● **Supplied records**
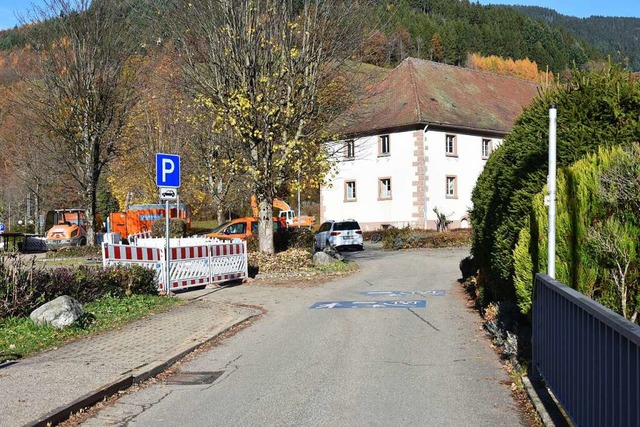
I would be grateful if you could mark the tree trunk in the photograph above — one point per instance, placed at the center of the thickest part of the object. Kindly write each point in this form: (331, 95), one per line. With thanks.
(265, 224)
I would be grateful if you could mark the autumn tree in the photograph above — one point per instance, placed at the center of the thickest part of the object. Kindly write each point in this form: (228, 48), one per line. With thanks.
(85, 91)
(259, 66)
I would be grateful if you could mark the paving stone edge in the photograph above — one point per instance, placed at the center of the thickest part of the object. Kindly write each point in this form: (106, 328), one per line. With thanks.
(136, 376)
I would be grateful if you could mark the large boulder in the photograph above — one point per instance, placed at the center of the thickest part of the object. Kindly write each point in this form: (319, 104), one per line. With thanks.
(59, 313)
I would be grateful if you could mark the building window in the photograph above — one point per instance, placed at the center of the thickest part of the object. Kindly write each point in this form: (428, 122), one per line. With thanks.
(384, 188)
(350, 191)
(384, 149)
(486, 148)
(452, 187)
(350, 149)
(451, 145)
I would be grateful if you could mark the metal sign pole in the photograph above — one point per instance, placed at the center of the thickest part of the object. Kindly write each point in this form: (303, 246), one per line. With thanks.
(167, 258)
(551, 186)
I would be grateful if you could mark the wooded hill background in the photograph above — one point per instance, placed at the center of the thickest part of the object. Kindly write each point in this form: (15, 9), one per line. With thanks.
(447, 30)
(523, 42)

...

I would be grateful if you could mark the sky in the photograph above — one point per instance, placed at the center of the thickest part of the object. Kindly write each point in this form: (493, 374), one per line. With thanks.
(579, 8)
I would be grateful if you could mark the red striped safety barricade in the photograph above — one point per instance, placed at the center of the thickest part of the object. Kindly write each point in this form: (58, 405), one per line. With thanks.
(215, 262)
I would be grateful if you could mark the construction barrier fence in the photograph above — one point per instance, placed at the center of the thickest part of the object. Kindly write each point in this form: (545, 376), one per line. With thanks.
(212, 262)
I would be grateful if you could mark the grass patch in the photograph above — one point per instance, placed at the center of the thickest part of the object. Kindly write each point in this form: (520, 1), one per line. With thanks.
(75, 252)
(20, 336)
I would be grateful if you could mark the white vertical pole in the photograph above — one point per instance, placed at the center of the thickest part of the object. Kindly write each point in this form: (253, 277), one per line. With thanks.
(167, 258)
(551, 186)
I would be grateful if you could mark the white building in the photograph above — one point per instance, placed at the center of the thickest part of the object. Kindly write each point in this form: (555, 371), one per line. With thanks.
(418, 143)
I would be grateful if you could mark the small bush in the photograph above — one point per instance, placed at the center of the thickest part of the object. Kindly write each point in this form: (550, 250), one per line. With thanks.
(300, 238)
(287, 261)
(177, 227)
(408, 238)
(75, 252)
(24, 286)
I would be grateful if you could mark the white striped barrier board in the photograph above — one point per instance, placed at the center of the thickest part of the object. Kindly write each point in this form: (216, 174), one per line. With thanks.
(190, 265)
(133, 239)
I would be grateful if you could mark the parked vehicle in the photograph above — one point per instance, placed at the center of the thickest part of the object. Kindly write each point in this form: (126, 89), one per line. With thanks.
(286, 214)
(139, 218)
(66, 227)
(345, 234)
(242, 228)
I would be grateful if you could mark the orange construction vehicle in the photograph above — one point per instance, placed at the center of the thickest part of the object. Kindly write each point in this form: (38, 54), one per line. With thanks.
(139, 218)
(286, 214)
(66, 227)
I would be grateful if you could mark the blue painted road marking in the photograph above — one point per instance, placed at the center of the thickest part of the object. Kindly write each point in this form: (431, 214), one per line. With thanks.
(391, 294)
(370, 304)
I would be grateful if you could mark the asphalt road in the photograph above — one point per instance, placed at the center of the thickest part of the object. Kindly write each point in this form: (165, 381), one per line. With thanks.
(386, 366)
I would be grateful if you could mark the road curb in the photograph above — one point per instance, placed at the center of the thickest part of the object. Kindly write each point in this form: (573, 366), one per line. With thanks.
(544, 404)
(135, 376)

● **What you are asked to do**
Identify every line in the data above that contains the string "vehicle", matching case exactly, and copy each of those lines in full.

● **Full response**
I would be grateful if you could mark the parked vehicle in the photograph above — one point per instance, placed at the center of the thickest part of the object. Kindly write each point in this form: (126, 89), one per line. With thanks.
I would be grateful if you could mark the orange construction vehicle in the photograph above — one point per instance, placed at the center of the thickest part of the object. Kindly write each point in this form: (38, 54), one per line. With thanks.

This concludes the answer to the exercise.